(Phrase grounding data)
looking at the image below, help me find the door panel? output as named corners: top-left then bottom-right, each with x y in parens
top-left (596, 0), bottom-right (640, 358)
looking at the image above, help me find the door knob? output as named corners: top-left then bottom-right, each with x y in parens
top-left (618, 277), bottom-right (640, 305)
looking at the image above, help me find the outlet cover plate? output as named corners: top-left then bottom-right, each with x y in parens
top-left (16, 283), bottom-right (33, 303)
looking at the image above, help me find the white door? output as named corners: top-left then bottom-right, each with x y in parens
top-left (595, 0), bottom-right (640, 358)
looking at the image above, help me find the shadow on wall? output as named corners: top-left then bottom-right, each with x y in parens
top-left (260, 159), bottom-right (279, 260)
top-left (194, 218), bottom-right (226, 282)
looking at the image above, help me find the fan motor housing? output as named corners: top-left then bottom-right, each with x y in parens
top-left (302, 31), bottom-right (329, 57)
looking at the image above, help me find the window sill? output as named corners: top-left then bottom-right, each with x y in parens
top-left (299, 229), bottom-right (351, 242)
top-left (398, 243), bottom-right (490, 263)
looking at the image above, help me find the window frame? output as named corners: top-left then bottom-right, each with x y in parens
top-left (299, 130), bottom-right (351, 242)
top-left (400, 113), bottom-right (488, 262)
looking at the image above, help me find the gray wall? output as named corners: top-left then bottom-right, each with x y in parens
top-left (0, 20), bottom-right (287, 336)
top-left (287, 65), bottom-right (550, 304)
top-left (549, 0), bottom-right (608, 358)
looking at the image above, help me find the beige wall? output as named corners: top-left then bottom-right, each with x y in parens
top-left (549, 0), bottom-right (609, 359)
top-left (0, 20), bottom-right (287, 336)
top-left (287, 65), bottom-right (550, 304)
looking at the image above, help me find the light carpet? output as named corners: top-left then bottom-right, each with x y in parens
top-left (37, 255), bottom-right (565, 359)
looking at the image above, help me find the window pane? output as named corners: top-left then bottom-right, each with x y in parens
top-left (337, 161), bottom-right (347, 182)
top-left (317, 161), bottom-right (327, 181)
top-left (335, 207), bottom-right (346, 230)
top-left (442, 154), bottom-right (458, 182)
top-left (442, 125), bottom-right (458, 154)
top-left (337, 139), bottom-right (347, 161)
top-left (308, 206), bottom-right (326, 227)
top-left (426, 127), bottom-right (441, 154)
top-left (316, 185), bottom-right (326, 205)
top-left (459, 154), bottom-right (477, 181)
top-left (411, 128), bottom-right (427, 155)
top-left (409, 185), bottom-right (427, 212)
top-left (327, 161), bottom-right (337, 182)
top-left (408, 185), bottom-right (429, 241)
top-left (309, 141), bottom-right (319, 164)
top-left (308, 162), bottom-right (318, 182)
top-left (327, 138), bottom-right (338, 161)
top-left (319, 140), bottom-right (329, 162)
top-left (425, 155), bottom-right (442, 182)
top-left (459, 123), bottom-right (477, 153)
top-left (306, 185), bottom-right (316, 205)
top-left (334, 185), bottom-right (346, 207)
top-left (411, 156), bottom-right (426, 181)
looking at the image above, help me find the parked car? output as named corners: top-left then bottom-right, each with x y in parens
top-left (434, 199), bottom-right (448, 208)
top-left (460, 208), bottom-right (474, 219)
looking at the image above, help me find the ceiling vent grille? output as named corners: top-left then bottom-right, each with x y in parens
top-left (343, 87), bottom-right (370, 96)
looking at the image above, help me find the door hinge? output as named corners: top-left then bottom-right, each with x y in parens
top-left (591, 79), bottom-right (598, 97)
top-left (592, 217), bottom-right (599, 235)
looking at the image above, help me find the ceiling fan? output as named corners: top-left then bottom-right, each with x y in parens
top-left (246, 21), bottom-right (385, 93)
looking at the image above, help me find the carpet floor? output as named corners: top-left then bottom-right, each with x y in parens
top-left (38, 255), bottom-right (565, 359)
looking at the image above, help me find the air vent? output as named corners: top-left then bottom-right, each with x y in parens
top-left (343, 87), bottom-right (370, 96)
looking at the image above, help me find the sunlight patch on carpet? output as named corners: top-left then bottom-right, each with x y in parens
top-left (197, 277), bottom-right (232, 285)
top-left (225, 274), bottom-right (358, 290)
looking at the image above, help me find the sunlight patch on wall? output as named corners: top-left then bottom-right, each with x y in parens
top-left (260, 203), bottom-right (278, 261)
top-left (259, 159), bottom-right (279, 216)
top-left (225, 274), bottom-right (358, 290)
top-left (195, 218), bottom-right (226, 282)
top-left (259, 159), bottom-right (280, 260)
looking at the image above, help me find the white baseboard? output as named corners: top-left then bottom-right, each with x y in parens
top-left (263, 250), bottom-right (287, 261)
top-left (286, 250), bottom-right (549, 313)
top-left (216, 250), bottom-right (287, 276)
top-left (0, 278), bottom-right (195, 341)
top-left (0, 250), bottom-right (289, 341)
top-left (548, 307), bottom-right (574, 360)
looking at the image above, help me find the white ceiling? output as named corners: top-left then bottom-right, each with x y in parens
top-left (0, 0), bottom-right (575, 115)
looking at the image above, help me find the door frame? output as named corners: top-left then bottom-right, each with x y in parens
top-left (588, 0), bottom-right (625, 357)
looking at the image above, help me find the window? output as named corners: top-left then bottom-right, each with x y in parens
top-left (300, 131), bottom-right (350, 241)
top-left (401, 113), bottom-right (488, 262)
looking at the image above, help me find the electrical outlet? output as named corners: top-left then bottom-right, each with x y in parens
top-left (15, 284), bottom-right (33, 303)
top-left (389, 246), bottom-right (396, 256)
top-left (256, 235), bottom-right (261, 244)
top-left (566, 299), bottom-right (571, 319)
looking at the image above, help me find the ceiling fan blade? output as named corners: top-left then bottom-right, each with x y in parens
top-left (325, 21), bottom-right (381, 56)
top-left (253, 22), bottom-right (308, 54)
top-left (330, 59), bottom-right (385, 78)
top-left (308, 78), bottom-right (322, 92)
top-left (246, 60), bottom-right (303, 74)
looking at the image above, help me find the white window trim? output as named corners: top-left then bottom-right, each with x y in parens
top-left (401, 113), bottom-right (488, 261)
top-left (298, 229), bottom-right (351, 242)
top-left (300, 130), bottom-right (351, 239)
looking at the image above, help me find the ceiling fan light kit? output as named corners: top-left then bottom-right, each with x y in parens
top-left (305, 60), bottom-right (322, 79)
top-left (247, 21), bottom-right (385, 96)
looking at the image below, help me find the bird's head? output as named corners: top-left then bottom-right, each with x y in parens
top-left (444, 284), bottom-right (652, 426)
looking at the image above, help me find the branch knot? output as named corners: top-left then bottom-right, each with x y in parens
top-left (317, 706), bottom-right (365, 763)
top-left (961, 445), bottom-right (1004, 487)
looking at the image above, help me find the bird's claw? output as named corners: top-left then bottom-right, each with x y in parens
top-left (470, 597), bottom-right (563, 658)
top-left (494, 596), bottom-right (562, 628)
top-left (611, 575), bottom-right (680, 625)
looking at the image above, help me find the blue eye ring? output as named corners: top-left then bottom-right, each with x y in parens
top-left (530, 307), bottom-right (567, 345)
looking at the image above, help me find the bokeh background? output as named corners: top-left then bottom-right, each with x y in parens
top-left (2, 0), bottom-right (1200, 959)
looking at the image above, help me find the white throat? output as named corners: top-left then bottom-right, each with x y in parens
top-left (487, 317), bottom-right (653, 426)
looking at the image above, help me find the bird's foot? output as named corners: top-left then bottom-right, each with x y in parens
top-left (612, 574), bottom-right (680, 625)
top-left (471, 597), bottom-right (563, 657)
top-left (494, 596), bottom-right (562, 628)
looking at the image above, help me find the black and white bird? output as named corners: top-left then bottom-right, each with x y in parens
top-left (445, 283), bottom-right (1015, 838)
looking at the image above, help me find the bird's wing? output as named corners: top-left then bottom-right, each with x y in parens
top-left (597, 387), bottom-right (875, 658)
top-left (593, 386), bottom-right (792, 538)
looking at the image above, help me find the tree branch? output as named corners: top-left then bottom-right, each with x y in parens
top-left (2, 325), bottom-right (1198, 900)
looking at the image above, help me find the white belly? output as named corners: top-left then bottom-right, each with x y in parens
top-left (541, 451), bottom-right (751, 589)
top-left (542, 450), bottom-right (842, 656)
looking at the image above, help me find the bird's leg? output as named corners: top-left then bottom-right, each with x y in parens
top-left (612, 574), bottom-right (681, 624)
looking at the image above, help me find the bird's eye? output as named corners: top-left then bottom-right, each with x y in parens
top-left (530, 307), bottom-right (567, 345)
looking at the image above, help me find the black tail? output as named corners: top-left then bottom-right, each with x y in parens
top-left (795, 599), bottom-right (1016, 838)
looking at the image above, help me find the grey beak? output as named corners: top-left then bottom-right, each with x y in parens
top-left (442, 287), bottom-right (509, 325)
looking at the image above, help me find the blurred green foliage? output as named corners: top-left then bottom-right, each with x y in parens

— Your task —
Only the lines from the one containing "looking at the image above, help me find the bird's wing?" through the last line of the records are to be set down, exactly as they appear.

— Result for this exercise —
looking at the image above, help me find the bird's wing? output as named corners: top-left then bottom-right, each with x y in parens
top-left (597, 387), bottom-right (875, 658)
top-left (593, 386), bottom-right (792, 538)
looking at the image above, help me find the tree branch? output as named corners: top-left then bottom-right, each with x y in parens
top-left (2, 325), bottom-right (1198, 900)
looking at the image above, help me find the white belly? output as named corners: top-left then bottom-right, each with x y in parens
top-left (541, 451), bottom-right (751, 589)
top-left (542, 450), bottom-right (842, 656)
looking at the image above, help me find the bird's leg? output as named corners: top-left then bottom-right, each with x y in parens
top-left (612, 574), bottom-right (681, 624)
looking at the image above, help me find the bird's eye? output as named corners: top-left then bottom-right, each with x y in parens
top-left (530, 307), bottom-right (567, 345)
looking at the image above, help me find the black tail? output as named corners: top-left then bottom-right, each with x y in parens
top-left (795, 599), bottom-right (1016, 838)
looking at the image above, help me find the grey beak? output as named corners: top-left then bottom-right, each with x y in parens
top-left (442, 287), bottom-right (509, 325)
looking at the image above, help me find the blurred green foliage? output as named corners: top-left then bottom-right, each with x y in parens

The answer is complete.